→ **BRIEF**: Switch "rough mask" to "coarse mask" in the lines from the line with "Each <instance> block" up to and including the line with "negative clicks: (164, 216)". Give back only those lines, with everything else unchanged.

→ **DATASET EXCERPTS**:
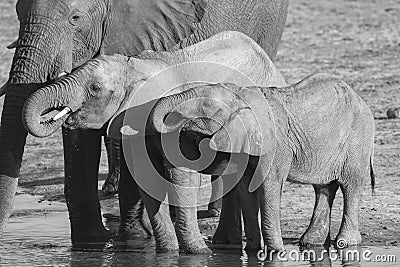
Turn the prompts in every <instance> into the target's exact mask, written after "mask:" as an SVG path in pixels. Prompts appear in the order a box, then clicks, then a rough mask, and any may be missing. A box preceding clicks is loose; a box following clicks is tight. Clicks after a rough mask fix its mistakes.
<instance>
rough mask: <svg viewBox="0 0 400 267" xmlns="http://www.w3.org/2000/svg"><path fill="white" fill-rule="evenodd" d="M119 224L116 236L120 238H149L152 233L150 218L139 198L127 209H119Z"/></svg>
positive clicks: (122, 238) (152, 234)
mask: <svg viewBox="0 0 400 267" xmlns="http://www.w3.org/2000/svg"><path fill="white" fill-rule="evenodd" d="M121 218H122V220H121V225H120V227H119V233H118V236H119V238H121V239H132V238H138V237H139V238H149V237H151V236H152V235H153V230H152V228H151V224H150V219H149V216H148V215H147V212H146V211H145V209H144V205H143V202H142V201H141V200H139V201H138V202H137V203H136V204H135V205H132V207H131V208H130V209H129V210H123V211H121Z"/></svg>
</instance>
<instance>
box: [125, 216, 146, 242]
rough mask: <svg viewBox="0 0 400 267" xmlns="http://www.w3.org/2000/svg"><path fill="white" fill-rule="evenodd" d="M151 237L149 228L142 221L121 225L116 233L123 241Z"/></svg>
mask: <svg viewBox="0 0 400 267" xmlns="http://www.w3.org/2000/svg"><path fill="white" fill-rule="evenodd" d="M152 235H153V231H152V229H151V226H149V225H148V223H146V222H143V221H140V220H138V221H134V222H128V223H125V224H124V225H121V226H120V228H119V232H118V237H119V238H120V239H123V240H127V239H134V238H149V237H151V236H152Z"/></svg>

---

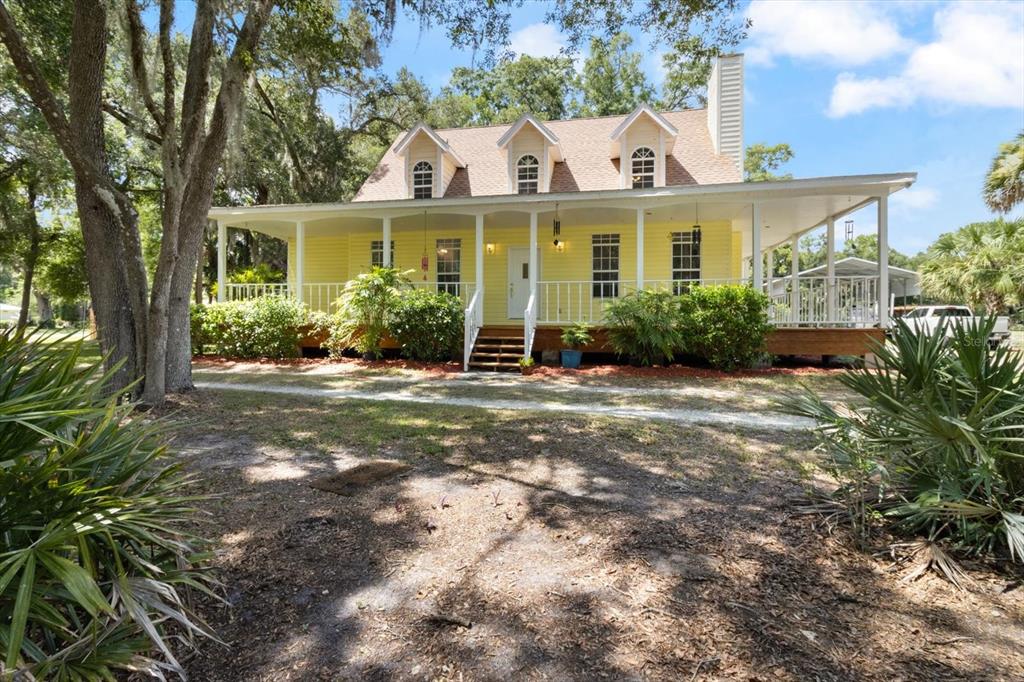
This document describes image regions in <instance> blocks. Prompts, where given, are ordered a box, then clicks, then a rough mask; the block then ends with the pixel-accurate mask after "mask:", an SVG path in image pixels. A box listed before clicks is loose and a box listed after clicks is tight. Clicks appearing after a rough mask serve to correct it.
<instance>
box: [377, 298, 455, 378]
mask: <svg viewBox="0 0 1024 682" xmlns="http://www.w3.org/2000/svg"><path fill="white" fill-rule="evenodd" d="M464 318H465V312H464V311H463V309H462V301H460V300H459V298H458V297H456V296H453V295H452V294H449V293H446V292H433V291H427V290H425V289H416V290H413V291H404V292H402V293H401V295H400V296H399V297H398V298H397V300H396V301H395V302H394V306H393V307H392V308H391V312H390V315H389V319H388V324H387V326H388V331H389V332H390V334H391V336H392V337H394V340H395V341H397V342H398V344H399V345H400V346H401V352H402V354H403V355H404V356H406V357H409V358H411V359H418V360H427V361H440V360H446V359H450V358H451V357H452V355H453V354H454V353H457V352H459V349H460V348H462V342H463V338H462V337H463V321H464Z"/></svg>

* * *

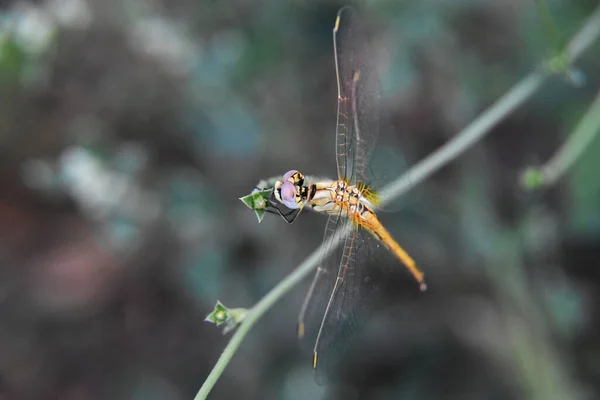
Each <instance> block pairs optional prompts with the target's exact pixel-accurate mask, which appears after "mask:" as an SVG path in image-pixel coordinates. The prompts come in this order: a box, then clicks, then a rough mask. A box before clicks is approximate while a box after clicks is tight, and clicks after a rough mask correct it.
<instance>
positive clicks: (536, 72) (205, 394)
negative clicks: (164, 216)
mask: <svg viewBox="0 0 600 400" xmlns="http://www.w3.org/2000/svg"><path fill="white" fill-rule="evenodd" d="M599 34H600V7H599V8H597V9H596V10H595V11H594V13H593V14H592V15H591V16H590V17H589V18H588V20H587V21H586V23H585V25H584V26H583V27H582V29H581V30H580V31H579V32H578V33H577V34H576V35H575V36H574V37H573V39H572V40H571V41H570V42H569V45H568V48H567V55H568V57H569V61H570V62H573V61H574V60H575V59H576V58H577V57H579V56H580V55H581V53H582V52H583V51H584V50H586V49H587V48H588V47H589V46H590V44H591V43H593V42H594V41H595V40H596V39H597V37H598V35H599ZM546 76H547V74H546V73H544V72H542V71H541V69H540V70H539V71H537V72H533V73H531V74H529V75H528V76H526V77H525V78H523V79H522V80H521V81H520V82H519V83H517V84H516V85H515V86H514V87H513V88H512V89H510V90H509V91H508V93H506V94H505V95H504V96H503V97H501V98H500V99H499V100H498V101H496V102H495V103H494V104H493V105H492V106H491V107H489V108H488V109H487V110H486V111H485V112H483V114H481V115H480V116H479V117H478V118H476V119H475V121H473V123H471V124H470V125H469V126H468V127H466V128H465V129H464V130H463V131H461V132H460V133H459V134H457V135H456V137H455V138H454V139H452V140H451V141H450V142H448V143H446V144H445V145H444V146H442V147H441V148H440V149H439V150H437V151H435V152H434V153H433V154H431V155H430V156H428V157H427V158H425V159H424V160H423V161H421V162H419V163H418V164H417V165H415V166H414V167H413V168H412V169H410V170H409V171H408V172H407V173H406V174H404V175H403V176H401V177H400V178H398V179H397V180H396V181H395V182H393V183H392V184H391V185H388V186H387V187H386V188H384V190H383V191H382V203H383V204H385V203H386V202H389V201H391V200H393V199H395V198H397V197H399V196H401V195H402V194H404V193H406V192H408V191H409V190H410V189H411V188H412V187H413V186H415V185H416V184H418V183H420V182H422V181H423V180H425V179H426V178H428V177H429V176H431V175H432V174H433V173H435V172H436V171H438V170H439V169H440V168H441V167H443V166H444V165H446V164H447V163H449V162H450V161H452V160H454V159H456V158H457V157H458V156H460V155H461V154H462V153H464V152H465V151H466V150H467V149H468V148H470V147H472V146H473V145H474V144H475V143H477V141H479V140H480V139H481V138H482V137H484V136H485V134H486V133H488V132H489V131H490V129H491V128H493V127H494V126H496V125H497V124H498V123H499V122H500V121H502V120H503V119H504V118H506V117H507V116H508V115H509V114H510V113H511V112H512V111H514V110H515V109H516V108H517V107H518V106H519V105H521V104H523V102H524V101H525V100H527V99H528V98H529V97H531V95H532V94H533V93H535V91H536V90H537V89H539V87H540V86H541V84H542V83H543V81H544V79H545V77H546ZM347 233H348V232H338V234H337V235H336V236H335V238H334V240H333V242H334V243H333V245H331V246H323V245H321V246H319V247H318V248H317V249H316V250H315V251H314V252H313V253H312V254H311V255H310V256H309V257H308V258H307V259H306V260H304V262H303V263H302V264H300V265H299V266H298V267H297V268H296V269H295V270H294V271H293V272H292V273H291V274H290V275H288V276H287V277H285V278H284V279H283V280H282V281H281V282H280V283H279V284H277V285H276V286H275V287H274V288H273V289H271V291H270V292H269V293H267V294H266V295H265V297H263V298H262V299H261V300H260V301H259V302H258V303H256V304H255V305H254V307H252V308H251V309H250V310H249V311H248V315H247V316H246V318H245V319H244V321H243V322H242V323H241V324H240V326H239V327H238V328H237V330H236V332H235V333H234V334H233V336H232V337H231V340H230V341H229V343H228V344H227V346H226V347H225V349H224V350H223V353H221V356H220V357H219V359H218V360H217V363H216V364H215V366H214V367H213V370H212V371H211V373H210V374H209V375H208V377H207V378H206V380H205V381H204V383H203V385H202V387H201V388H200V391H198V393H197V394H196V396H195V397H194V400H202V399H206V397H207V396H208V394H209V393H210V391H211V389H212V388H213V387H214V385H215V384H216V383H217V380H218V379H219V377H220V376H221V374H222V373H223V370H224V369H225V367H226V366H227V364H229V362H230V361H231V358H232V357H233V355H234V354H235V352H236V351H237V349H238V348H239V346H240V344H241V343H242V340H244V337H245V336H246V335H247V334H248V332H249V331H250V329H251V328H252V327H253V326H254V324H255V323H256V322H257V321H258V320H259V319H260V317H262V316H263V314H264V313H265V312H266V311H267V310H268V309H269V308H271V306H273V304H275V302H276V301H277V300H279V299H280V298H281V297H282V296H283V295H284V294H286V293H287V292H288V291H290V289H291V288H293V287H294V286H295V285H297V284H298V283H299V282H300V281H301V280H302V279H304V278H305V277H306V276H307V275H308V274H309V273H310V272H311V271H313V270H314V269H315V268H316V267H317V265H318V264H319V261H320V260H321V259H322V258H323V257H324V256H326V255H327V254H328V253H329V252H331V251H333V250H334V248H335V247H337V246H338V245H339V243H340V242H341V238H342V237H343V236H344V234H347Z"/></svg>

→ **EXERCISE RESPONSE**:
Each <instance> block pairs optional prompts with the target's exact pixel-accurate mask, which appears after "mask:" as an SVG path in image-pixel coordinates. The prompts come in this order: a box, then clicks, then a coarse mask. A box before clicks is approximate while a box after clicks is tight, and clicks after a coarse mask correct it.
<instance>
positive clicks: (536, 72) (205, 394)
negative clicks: (164, 216)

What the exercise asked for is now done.